| TEXT SECTION |

At Market Art + Design Hamptons Art Fair 2021, Burgess Modern + Contemporary presents a curatorial presentation titled: Language & interpretation, which includes artwork by Andy Warhol, Jedd Novatt, Damien Hirst, Tom Wesselmann, Eric Fischl, Retna, and Gabriel Delgado.

In Language & interpretation, Burgess Modern + Contemporary academically establishes a cumulative selection with artists who conceptually explore academic discourse of dimensional truths, human portrayal, icons, and social events.

From linguistical explorations through the PEMDAS Mathematical Order of Operations to Graffiti Codices, and from Iconic Symbolism to Pop Art propaganda, Language & interpretation instills a sense of elevated scholarly aptitude toward contemporary art discussions. This curated assortment confirms that universal language is understood through a complex analysis of environmental awareness - Posture vs. Perception, Recognition, Decoding, Understanding, Appreciating, and Accepting. Each artist in the selection brings a unique style to this silent volubleness.

Eric Fischl’s sublimations on mylar with pins and digital pigment prints on paper give an artistic approach to the thesis of human portrayals. Fischl explores the psyche of interpretation- of how we see ourselves versus the image we portray to those around us. He emphasizes this in the stacked translucent layers of images. The artworks are interpreted narratives that focus on the characters in the story.

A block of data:

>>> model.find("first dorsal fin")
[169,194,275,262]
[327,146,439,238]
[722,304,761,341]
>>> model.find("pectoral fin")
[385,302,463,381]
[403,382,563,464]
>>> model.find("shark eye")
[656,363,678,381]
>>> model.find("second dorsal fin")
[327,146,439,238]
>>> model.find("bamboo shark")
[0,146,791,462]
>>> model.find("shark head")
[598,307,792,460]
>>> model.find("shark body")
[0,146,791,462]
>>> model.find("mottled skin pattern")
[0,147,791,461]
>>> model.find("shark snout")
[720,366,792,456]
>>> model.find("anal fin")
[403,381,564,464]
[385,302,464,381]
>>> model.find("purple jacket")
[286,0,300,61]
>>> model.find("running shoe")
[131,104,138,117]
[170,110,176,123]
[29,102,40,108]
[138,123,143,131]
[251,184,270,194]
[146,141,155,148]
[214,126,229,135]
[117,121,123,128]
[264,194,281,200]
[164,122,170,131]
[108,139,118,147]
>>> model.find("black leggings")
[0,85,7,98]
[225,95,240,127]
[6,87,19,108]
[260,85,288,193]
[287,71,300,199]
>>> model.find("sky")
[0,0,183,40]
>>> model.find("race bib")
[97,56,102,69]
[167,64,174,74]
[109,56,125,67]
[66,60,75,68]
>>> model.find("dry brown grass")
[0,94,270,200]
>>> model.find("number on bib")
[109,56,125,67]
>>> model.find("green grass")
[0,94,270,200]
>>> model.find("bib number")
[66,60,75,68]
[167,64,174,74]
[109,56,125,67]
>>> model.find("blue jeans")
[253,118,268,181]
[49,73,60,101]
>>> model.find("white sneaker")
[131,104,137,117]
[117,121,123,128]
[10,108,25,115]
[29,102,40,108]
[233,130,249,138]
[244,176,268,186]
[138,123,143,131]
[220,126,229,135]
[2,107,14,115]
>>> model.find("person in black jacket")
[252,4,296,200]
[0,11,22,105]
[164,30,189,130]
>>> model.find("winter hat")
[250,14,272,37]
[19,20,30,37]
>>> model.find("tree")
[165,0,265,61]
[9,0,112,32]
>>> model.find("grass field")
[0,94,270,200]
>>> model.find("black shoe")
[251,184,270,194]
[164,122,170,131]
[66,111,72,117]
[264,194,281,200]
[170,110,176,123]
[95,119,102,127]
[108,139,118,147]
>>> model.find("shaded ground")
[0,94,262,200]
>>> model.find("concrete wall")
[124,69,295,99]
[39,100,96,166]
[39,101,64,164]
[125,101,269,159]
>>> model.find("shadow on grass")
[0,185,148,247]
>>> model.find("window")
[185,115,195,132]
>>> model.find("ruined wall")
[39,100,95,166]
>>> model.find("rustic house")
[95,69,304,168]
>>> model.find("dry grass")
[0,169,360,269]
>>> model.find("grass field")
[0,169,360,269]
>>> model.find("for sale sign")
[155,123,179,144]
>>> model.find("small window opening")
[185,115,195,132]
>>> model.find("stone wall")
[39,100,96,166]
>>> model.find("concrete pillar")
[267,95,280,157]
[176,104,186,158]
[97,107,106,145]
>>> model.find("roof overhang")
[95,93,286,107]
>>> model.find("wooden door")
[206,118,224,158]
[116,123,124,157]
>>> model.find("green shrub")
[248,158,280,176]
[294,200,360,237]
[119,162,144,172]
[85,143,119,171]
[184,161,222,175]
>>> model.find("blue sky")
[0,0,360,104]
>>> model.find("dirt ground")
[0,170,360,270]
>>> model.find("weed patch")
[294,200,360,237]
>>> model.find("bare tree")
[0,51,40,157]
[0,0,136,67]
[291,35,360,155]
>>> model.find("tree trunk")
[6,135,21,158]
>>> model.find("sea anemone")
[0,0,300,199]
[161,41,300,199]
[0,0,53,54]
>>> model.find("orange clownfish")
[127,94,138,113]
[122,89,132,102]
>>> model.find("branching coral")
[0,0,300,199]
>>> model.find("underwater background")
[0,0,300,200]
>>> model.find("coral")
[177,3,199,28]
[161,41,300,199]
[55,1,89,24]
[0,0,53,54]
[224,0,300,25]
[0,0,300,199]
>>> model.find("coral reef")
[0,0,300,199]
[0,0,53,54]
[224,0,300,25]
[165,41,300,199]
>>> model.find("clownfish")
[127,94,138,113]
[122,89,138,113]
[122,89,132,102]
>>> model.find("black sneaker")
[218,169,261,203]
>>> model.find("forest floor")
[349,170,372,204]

| TASKS FOR THIS EXERCISE |
1. List every artist whose work the art fair text says is included in the presentation.
2. Answer these questions from the art fair text:
(a) At which fair does Burgess Modern + Contemporary show the presentation?
(b) What mathematical order is named among the linguistical explorations?
(c) What media does Eric Fischl use for the works described?
3. Repeat the passage from the art fair text that begins at the words "Eric Fischl’s sublimations" and stops after "in the story.".

| THE RESULTS |
1. Andy Warhol, Jedd Novatt, Damien Hirst, Tom Wesselmann, Eric Fischl, Retna, Gabriel Delgado

2.
(a) Market Art + Design Hamptons Art Fair 2021
(b) The PEMDAS Mathematical Order of Operations
(c) Sublimations on mylar with pins and digital pigment prints on paper

3.
Eric Fischl’s sublimations on mylar with pins and digital pigment prints on paper give an artistic approach to the thesis of human portrayals. Fischl explores the psyche of interpretation- of how we see ourselves versus the image we portray to those around us. He emphasizes this in the stacked translucent layers of images. The artworks are interpreted narratives that focus on the characters in the story.